• Consegna 1: Nel testo sulla speranza, quale nome dà da sempre chi scrive a ciò che comunemente si chiama "speranza"?
== Testo
Nelle retrospettive dei pensieri più pessimistici, molti di noi conservano un filo di ottimismo che solitamente, convenzionalmente, chiamiamo “speranza”.
Ma chiamarla così ci porta a pensare che la speranza sia qualcosa la cui riuscita non dipende da noi, tant'è che in molti pregano (nella loro fede) i loro dei, a finché la realizzino o aiutino a realizzarsi.
Io, da sempre, la chiamo “inconsapevole consapevolezza”.
E come tale la tratterei.
Quella che noi chiamiamo speranza, altro non è che la percezione, inscritta nel nostro istinto, che le cose potrebbero (e dovrebbero) andare diversamente in certi momenti “problematici” della nostra esistenza., ma questa positività poggia tutta sulle nostre possibilità e capacità di ascoltarla e porne in atto le azioni ed i pensieri più risolutivi. Quella percezione, o consapevolezza inconsapevole, deve diventare piena ed efficiente, se vuole ottenere risultati.
Chiamandola e vedendola come “speranza”, si ha invece la sensazione che la soluzione ai nostri problemi debba arrivare dall'esterno, da una entità materiale o trascendentale, che sia essa Budda o la Fortuna. Questo ci inibisce l'azione e le reazioni, ci può aiutare, per un attimo, a sentirci meno gravati dal problema, ma non lo risolve, non del tutto se non per nulla.
É difficile, caspita se lo so! Difficile perché nei momenti di sconforto, nelle preoccupazioni impellenti è quasi impossibile restare sereni e pensare, agire positivamente. Tutto sembra nero e l'unica luce pare quella di aggrapparsi alla speranza, di attendere come in un letargo che le cose si sistemino, di gettarsi nel “non vivere” per non sentire quel peso.
====
== Sezione dati
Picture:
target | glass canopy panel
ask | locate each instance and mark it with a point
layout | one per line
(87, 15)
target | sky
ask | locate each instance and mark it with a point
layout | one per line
====
• Consegna 2: Riporta sotto forma di elenco numerato tutte le righe dei record, escludendo le righe vuote.

• Risultato dell'esercizio 1: Inconsapevole consapevolezza.

• Risultato dell'esercizio 2:
1. Picture:
2. target | glass canopy panel
3. ask | locate each instance and mark it with a point
4. layout | one per line
5. (87, 15)
6. target | sky
7. ask | locate each instance and mark it with a point
8. layout | one per line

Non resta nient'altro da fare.